ASSIGNMENT: Set down the full listing exactly as given. Any pictures are to be left out.

╔══

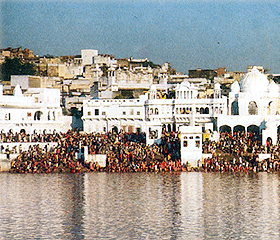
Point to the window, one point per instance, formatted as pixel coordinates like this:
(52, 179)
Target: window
(252, 108)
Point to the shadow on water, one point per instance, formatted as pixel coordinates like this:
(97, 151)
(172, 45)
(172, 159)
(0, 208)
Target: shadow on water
(140, 206)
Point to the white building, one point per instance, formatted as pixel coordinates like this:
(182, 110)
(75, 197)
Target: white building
(153, 112)
(253, 106)
(38, 109)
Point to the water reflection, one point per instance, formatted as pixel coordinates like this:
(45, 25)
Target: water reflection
(140, 206)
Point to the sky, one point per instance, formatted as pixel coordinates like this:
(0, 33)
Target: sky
(188, 34)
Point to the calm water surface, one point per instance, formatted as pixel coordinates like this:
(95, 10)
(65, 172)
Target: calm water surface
(140, 206)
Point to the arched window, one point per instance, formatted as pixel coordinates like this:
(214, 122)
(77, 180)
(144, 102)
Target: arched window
(234, 108)
(269, 108)
(253, 108)
(37, 115)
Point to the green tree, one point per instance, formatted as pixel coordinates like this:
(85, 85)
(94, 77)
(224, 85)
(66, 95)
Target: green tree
(15, 66)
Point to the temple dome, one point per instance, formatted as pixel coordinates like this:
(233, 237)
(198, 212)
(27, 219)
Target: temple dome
(273, 88)
(254, 82)
(217, 86)
(235, 88)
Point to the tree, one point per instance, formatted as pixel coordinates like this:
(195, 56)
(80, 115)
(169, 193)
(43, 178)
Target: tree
(15, 66)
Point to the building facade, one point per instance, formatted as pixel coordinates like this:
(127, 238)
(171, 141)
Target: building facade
(37, 110)
(154, 112)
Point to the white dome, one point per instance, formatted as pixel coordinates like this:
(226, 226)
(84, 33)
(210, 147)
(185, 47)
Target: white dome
(235, 88)
(254, 82)
(185, 84)
(217, 86)
(273, 88)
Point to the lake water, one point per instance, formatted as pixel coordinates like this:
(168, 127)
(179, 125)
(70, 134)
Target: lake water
(140, 206)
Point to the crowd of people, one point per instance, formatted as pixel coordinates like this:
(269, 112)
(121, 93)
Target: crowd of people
(128, 152)
(125, 153)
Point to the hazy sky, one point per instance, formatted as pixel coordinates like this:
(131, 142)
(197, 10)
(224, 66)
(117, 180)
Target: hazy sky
(188, 34)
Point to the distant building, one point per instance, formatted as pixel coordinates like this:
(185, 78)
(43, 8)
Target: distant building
(37, 110)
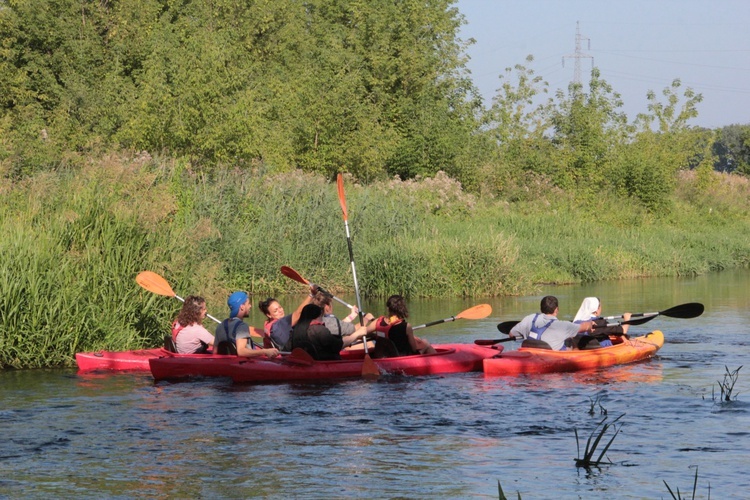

╚══

REPLY:
Point to the window, one point per instance, formatted as pixel coordinates like this:
(52, 179)
Target: window
(252, 108)
Point to the shadow on water, one point per instance, formatted as pixel coordinates like this:
(97, 151)
(172, 45)
(172, 159)
(0, 208)
Target: shadow on water
(140, 206)
Point to the white building, one point per instance, formatted as pixel coordinates like this:
(182, 110)
(75, 197)
Target: white building
(153, 112)
(253, 106)
(38, 109)
Point to the water reflection, one point per instance, formatted as pixel coordinates like this:
(45, 25)
Target: water reflection
(140, 206)
Point to the sky, one point per instance, formatted as pixel coordinates like this:
(0, 33)
Target: sky
(188, 34)
Point to the calm water surface, one point per instance, formatted as pixel coordinates like this:
(95, 10)
(65, 172)
Target: calm water surface
(140, 206)
Point to the arched window, one point per instance, formatted as pixel coordinates like this:
(214, 122)
(77, 180)
(144, 102)
Target: arched window
(234, 108)
(269, 108)
(253, 108)
(37, 115)
Point to the green tree, one point per instance, formatted as pixel coordinates like this:
(85, 85)
(94, 77)
(224, 85)
(66, 95)
Target: green tree
(15, 66)
Point to the temple dome, one point per instance, formatted as pixel coordinates like this:
(233, 237)
(198, 212)
(27, 219)
Target: temple dome
(273, 88)
(254, 82)
(217, 86)
(235, 88)
Point to the tree, one point per instance, formatted as pixel coordinates like this:
(195, 56)
(80, 115)
(169, 193)
(43, 178)
Target: tree
(15, 66)
Point to the building facade, one point per instance, formatted as pixel coordinates like this:
(127, 238)
(171, 141)
Target: building facade
(37, 110)
(154, 112)
Point to the white dome, one point per instance, formatted as pixel coordinates like this:
(226, 226)
(84, 33)
(210, 147)
(185, 47)
Target: white dome
(235, 88)
(254, 82)
(185, 84)
(217, 86)
(273, 88)
Point to the lake water, one point per instance, formatted as pixel coordinates like this:
(168, 127)
(179, 125)
(70, 134)
Target: lake water
(140, 206)
Point to the crowd of people, one point per instance, formatted as pixel coordinates like this:
(269, 112)
(121, 93)
Target: crowd of people
(128, 152)
(125, 153)
Point to the hazy sky, one point per instance, formatted as pixel coordinates like this:
(131, 142)
(197, 10)
(224, 66)
(117, 180)
Target: hazy sky
(188, 34)
Point to the distant building, one point per instance, formatted as pixel coordinates like this:
(185, 78)
(43, 8)
Target: distant building
(37, 110)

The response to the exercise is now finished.